» Your objective: Copy out, word for word, the lines of the material that run from the line with "For the evaluation set, locate every instance of the mustache" up to and including the line with "x=303 y=155", and give only those lines.

» Provided information:
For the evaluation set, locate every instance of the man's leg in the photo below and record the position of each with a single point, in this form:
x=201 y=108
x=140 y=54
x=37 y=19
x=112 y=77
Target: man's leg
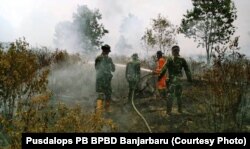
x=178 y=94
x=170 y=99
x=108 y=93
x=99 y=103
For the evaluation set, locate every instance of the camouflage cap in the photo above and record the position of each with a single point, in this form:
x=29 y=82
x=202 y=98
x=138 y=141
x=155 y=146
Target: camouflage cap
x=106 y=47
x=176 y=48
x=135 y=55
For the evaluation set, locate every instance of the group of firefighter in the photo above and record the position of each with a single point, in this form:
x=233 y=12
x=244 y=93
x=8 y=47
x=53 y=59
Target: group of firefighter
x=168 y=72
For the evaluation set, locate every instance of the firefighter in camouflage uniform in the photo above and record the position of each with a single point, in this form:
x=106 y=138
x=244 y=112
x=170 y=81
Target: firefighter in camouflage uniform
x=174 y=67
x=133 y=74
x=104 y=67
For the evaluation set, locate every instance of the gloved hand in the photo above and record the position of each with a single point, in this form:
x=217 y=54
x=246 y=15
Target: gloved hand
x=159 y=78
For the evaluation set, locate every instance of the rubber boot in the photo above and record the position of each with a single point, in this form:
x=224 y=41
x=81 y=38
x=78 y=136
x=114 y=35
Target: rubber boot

--

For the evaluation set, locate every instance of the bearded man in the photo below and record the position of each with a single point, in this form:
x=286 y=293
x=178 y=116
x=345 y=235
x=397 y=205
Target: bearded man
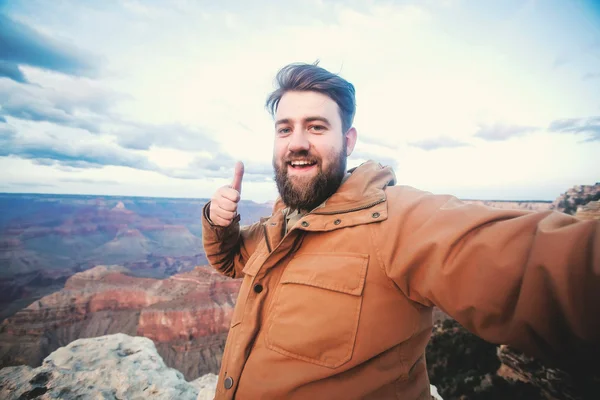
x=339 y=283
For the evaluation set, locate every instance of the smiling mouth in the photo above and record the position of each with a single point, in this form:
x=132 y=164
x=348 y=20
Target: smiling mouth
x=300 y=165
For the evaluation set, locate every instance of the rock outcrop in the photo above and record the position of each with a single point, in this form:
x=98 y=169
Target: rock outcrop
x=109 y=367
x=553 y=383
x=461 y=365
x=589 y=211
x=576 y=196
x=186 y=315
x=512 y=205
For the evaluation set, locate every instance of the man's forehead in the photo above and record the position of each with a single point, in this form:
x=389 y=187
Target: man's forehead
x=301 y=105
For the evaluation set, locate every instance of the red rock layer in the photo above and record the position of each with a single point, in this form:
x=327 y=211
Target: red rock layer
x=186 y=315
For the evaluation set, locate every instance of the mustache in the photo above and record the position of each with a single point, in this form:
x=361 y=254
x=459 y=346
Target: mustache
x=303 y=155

» Output:
For the evaluation set, locate every instance of the mustache in the photo above and record the position of each with a single point, in this form:
x=361 y=254
x=459 y=346
Target: mustache
x=303 y=155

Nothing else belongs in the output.